(Collected data entries)
::::
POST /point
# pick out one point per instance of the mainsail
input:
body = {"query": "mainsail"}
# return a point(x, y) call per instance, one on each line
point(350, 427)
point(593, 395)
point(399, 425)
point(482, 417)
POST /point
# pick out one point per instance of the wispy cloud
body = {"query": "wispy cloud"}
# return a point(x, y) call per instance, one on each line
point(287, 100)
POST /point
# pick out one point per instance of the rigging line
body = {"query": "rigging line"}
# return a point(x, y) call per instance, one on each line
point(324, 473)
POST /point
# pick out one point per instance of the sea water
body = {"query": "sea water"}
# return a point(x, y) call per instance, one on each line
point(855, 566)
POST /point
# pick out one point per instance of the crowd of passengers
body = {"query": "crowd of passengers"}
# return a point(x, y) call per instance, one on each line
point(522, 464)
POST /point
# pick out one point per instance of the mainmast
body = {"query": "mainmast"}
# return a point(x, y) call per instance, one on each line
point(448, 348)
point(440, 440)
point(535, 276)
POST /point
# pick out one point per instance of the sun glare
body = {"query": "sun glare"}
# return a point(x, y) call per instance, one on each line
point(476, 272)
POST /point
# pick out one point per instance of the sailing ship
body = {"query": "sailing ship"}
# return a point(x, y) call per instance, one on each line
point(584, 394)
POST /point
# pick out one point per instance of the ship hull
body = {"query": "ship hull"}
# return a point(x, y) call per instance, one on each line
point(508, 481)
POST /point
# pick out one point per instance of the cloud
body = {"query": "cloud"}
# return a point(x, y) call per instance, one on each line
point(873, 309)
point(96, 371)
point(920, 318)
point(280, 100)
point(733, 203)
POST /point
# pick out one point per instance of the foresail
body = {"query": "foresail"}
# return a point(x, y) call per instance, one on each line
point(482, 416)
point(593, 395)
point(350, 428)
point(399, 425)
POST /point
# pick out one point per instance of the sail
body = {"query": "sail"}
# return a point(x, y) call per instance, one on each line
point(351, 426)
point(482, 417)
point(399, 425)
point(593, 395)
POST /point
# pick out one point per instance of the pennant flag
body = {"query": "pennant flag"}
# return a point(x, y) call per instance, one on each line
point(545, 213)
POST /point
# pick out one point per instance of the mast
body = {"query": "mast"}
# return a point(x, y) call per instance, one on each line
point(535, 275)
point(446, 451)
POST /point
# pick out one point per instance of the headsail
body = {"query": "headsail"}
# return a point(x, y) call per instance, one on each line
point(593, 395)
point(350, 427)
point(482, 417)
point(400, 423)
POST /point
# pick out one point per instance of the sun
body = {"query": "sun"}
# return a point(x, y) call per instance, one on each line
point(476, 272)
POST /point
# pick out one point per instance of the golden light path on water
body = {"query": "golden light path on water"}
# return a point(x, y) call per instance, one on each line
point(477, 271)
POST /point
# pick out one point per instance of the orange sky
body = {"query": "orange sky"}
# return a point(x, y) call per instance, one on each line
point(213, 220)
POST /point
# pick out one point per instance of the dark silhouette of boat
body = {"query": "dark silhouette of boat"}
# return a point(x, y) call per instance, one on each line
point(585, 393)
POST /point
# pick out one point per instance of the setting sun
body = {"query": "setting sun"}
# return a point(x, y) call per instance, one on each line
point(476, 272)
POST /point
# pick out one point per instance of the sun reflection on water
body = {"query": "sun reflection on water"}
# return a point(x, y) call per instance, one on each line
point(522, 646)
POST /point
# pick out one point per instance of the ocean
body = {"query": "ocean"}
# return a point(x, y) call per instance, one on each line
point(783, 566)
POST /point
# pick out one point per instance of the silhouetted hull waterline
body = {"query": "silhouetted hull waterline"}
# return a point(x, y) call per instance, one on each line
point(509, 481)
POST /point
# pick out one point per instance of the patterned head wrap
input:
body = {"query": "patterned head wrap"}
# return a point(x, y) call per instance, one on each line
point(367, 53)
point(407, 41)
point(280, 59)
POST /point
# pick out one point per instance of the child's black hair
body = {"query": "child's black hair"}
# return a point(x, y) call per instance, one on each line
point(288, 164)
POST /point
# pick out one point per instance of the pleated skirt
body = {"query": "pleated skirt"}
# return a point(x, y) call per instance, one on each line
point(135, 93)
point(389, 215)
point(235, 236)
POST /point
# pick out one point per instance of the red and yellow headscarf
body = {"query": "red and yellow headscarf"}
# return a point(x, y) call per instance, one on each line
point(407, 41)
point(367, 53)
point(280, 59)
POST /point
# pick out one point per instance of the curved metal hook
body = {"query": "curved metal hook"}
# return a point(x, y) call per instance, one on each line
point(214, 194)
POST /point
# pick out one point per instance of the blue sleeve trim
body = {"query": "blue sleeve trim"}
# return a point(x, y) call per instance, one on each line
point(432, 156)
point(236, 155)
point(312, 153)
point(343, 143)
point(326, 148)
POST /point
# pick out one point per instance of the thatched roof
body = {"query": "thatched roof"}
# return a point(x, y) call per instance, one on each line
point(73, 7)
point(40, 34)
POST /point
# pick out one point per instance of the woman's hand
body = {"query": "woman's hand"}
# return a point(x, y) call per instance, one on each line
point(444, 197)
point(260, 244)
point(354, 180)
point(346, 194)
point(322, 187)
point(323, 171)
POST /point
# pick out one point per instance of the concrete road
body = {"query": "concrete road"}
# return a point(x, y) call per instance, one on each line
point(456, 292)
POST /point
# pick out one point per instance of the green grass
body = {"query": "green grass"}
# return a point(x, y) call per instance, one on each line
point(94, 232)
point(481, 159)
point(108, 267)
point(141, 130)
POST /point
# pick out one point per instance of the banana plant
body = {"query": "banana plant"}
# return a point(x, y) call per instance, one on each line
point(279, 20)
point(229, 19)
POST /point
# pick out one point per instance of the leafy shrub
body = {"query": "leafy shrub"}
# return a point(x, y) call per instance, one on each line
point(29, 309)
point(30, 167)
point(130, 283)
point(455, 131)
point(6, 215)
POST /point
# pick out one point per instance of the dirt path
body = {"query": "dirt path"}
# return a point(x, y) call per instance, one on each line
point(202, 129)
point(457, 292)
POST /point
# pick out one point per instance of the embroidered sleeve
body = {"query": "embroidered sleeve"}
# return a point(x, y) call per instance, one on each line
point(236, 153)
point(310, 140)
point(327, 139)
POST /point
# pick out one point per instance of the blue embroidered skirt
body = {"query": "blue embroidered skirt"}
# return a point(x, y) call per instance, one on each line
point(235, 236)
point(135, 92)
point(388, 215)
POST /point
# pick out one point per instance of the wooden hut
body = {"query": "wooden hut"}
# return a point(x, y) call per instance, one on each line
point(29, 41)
::::
## Try it
Copy out every line of the records that the string "path" appears in.

## Exercise solution
# pick out one point per instance of the golden light path on water
body = {"query": "golden light path on water"}
# pick out one point per instance of the dirt path
body = {"query": "dirt path"}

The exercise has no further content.